敵陣に攻め駒を4枚配置する方法はいくつかありますが、一番わかりやすいパターンは、まず敵陣に飛車と角を成りこませて龍と馬を作ります。その後敵陣にある桂馬と香車を取って持ち駒にして敵陣に打ち込みます。すると龍、馬、桂、香の4枚で相手玉を攻めることができます。
- まず、飛車や角を敵陣に成りこむ
- 成った龍や馬で、敵陣の桂馬や香車などを取る
- 持駒を敵陣に打って、4枚以上の駒で相手玉を攻める
- 最後は相手玉を詰ませる
自分の玉を守る
次に、自分の玉を取られないようにする手(=守る手)について考えていきます。守りの手は、基本的に攻めの手の反対のことをしていけばよいことになります。つまり、相手の飛車や角が自陣に成りこんでくるのを防いだり、相手に持ち駒を与えるのを阻止したり、自分の玉将の詰みを逃れるような手が守りの手となるわけです。

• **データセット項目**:

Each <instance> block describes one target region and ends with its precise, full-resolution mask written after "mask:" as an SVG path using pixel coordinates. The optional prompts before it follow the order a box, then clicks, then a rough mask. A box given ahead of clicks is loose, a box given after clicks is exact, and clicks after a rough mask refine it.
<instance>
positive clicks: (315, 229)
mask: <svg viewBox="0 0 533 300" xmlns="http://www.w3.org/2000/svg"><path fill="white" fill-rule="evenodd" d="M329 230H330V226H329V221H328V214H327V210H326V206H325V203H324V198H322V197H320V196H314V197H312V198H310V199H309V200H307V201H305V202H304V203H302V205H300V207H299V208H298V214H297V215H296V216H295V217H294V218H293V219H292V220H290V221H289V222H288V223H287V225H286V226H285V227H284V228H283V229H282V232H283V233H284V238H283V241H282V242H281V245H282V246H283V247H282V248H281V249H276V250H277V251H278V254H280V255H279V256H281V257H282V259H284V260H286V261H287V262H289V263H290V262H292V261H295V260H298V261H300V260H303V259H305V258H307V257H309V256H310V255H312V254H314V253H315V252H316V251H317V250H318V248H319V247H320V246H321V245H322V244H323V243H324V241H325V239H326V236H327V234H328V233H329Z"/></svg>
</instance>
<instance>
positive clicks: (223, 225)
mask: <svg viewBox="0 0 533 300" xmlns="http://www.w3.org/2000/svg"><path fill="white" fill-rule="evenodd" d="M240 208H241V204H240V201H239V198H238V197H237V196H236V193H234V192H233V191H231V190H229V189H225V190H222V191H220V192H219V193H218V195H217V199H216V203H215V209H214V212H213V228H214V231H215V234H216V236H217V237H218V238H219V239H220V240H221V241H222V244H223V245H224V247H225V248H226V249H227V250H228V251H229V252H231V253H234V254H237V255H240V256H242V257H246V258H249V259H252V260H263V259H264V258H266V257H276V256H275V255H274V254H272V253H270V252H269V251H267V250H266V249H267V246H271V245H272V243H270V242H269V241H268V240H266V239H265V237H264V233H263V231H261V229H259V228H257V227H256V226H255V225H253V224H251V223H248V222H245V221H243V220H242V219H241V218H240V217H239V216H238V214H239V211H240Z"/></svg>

• **問題と課題**:
1. 将棋の攻守についての文章によると、守りの手は基本的にどうすればよいとされていますか。
2. 将棋の攻守についての文章を、最後の文の後から続けて書いてください。

• **記述解答**:
1. 攻めの手の反対のことをしていけばよいとされています。

2.
- 守りの手は、攻めの手と逆のことをする
将棋は序盤、中盤、終盤に分かれる
将棋というゲームは、大きく分けると序盤、中盤、終盤の3つの段階に分かれます。対局開始直後の、お互い駒を取り合うことなく駒を動かしている段階を序盤、駒がぶつかり合いお互いに駒を取り合う段階を中盤、相手の玉将(王将)を取るために王手をかけたり、成駒を作る段階を終盤と呼んでいます。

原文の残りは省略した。